▶ Short task
Reproduce the listing below word for word, with no pictures.

▶ Rows
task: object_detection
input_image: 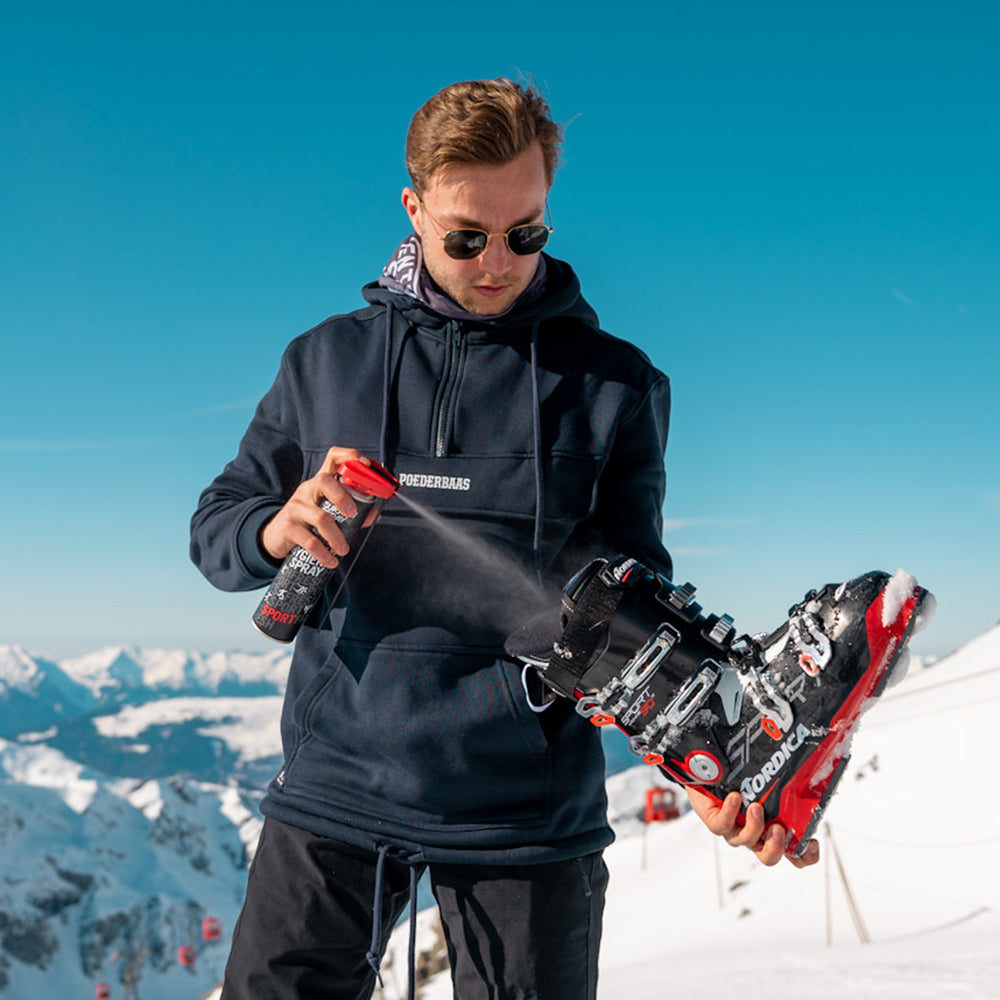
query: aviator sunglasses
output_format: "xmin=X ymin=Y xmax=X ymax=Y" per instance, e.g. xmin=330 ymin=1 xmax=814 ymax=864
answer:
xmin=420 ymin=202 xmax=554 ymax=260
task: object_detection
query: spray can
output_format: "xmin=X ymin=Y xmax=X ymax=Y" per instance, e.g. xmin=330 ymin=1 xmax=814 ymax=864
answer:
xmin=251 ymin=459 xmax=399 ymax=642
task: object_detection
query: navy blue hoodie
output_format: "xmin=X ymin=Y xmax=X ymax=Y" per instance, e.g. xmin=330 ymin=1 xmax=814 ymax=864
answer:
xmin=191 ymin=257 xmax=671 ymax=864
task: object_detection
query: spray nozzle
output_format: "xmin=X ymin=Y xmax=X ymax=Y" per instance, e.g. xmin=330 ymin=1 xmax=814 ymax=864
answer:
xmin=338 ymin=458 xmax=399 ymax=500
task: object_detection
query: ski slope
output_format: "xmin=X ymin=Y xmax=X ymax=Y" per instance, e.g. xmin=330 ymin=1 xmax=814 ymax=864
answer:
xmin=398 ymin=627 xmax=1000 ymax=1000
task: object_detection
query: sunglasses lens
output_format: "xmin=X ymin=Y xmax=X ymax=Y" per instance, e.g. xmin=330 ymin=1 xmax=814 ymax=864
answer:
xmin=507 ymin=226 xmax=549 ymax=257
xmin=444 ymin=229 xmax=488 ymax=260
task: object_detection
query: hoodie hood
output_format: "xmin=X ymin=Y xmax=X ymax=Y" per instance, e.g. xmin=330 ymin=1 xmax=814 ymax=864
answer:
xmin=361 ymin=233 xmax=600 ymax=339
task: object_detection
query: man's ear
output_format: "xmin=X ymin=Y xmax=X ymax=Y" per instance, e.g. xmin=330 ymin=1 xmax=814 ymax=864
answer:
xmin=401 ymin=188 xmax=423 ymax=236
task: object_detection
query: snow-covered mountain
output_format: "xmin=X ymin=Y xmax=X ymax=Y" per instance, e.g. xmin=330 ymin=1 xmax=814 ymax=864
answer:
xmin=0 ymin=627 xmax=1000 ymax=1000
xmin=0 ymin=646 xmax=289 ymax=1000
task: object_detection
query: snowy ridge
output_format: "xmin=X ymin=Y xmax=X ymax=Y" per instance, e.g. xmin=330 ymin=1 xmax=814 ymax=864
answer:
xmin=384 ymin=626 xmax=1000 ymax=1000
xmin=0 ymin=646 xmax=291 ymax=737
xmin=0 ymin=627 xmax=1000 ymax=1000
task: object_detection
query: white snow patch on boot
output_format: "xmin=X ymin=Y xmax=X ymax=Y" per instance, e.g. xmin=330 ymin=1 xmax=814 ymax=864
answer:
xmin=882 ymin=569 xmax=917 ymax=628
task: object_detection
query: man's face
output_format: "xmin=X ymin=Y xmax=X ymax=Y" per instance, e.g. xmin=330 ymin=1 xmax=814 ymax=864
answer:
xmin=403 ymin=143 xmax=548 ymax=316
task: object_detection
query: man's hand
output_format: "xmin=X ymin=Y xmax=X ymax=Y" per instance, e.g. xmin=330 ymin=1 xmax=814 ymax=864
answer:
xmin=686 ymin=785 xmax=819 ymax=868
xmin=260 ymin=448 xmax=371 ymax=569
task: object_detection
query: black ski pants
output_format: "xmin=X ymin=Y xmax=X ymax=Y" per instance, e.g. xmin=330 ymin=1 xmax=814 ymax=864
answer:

▶ Answer in full
task: object_detection
input_image: 
query: aviator sunglasses
output_format: "xmin=X ymin=Y xmax=X ymax=Y" per instance, e.g. xmin=330 ymin=1 xmax=814 ymax=864
answer:
xmin=420 ymin=202 xmax=554 ymax=260
task: object_detection
query: spray can
output_format: "xmin=X ymin=Y xmax=X ymax=Y" per instance, e.g. xmin=330 ymin=1 xmax=814 ymax=864
answer:
xmin=251 ymin=459 xmax=399 ymax=642
task: object_detection
query: navy blue hoodie
output_format: "xmin=X ymin=Y xmax=X ymax=Y" per instance, e.g. xmin=330 ymin=1 xmax=814 ymax=864
answer:
xmin=191 ymin=257 xmax=671 ymax=864
task: object_detection
query: spray nozzle
output_format: "xmin=X ymin=Y xmax=X ymax=Y" per instance, e.g. xmin=330 ymin=1 xmax=814 ymax=864
answer:
xmin=338 ymin=458 xmax=399 ymax=500
task: object_detection
query: ski slope
output_format: "xmin=X ymin=Y xmax=X ymax=Y" per instance, e.g. xmin=330 ymin=1 xmax=814 ymax=864
answer:
xmin=398 ymin=627 xmax=1000 ymax=1000
task: object_detection
query: sunglasses lens
output_format: "xmin=X ymin=Y xmax=X ymax=Y" per instance, e.g. xmin=330 ymin=1 xmax=814 ymax=864
answer:
xmin=507 ymin=226 xmax=549 ymax=257
xmin=444 ymin=229 xmax=488 ymax=260
task: object_detection
query: hoodie hood
output_format: "xmin=X ymin=Y xmax=X ymax=Y" per instance, e.g. xmin=330 ymin=1 xmax=814 ymax=864
answer:
xmin=361 ymin=233 xmax=600 ymax=339
task: object_detection
query: man's ear
output_format: "xmin=X ymin=Y xmax=X ymax=Y" per instance, e.g. xmin=330 ymin=1 xmax=814 ymax=864
answer:
xmin=401 ymin=188 xmax=423 ymax=236
task: object_detection
query: snow-covered mountain
output_format: "xmin=X ymin=Y xmax=X ymax=Y" per instance, e.g. xmin=330 ymin=1 xmax=814 ymax=864
answer:
xmin=0 ymin=627 xmax=1000 ymax=1000
xmin=0 ymin=646 xmax=289 ymax=1000
task: object_detection
query: snowy ridge
output_format: "xmin=X ymin=Y xmax=X ymax=Y" per instance, e.g. xmin=330 ymin=1 xmax=814 ymax=864
answer:
xmin=384 ymin=626 xmax=1000 ymax=1000
xmin=0 ymin=646 xmax=291 ymax=737
xmin=0 ymin=627 xmax=1000 ymax=1000
task: object_detection
query: white snow patch on boot
output_format: "xmin=X ymin=Y xmax=X ymax=Y" per instance, e.g. xmin=330 ymin=1 xmax=814 ymax=864
answer:
xmin=882 ymin=569 xmax=917 ymax=628
task: object_detection
query: man's face
output_format: "xmin=X ymin=Y xmax=X ymax=Y" per instance, e.g. xmin=330 ymin=1 xmax=814 ymax=864
answer:
xmin=403 ymin=143 xmax=548 ymax=316
task: object_detection
query: man's hand
output_format: "xmin=X ymin=Y xmax=X ymax=Y" per instance, e.g. xmin=330 ymin=1 xmax=814 ymax=864
answer:
xmin=686 ymin=785 xmax=819 ymax=868
xmin=260 ymin=448 xmax=371 ymax=569
task: object_detection
query: black ski pants
output_format: "xmin=X ymin=Y xmax=X ymax=Y" per instance, e.g. xmin=330 ymin=1 xmax=814 ymax=864
answer:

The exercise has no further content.